Task prompt —
For every line in the data below that contains "wing", copy the line.

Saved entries
┌──

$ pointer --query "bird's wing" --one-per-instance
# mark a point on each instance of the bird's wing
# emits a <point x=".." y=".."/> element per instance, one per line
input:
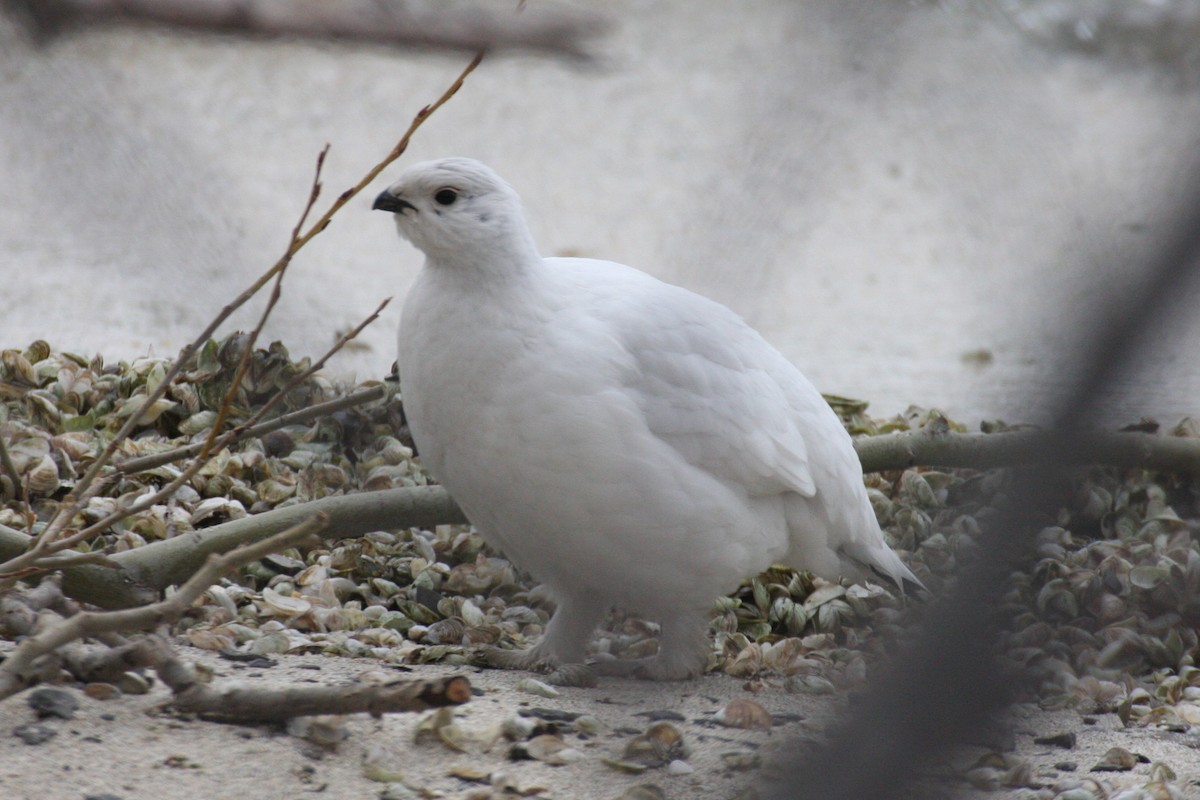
<point x="713" y="389"/>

└──

Result of this task —
$ pointer --query "bird's wing" --one-per-instance
# mark a point on each instance of the bird's wing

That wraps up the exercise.